> DOCUMENT PASSAGE
____
Member of the Maryland House of Delegates from the 5th district
- In office 1951–1954 Serving with Carl W. Bacharach, Maurice A. Cardin, John P. Fitzgerald, Hugh A. Kennedy, John C. Luber, Marvin Mandel
- Preceded by: Charles F. Argabright, Charles M. Bandiere, Leo Charles Geraghty, Leroy W. Preston, Hugh A. Kennedy, John C. Luber
- Succeeded by: Carl W. Bacharach, Maurice A. Cardin, John P. Fitzgerald, John C. Luber, Marvin Mandel, Edgar P. Silver

Personal details
- Born: Preston Abercrombie Pairo Jr. June 5, 1927 Baltimore, Maryland, U.S.
- Died: October 10, 2010 (aged 83) Ellicott City, Maryland, U.S.
- Party: Democratic
- Spouse: Carol May Rupprecht
- Relations: W. Harry Pairo (grandfather)
- Children: 1
- Education: Baltimore Polytechnic Institute University of Baltimore
- Occupation: Politician; lawyer;

= Preston A. Pairo Jr. =

American politician (1927–2010)

Preston Abercrombie Pairo Jr. (June 5, 1927 – October 10, 2010) was an American politician and lawyer from Maryland. He served as a member of the Maryland House of Delegates from 1951 to 1954.
____
[Rows in a dataset]
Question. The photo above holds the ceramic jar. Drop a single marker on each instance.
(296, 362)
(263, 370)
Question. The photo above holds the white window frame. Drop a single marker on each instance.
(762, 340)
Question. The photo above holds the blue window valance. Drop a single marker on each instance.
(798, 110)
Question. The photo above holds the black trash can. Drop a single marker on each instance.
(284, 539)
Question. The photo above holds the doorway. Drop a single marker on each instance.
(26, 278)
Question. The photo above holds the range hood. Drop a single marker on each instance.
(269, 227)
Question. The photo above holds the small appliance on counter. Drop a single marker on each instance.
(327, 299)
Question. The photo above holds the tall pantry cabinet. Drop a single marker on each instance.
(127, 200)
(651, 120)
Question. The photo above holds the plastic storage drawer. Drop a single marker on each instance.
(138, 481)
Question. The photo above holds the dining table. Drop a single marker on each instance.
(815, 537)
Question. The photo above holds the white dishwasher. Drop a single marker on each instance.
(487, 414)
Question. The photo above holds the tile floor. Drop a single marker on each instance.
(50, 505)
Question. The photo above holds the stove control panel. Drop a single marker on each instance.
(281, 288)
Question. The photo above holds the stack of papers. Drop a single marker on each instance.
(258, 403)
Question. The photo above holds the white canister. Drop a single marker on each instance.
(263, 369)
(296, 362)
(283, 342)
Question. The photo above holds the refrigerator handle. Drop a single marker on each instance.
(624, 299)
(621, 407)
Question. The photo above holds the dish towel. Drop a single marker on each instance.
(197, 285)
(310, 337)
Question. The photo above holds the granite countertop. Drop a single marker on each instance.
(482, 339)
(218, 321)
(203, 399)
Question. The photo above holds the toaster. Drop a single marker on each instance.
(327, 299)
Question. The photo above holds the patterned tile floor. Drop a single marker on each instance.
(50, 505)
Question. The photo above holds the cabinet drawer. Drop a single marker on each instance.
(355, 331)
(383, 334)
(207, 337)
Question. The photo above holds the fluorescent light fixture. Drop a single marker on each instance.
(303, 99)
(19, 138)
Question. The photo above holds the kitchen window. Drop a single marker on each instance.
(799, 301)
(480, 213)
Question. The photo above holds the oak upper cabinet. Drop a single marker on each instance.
____
> TASK TO CARRY OUT
Repeat word for word the part of the Preston A. Pairo Jr. entry that runs from "Personal details" up to and including "Harry Pairo (grandfather)". These rows were taken from a different source than the Preston A. Pairo Jr. entry.

> RESPONSE BELOW
Personal details
- Born: Preston Abercrombie Pairo Jr. June 5, 1927 Baltimore, Maryland, U.S.
- Died: October 10, 2010 (aged 83) Ellicott City, Maryland, U.S.
- Party: Democratic
- Spouse: Carol May Rupprecht
- Relations: W. Harry Pairo (grandfather)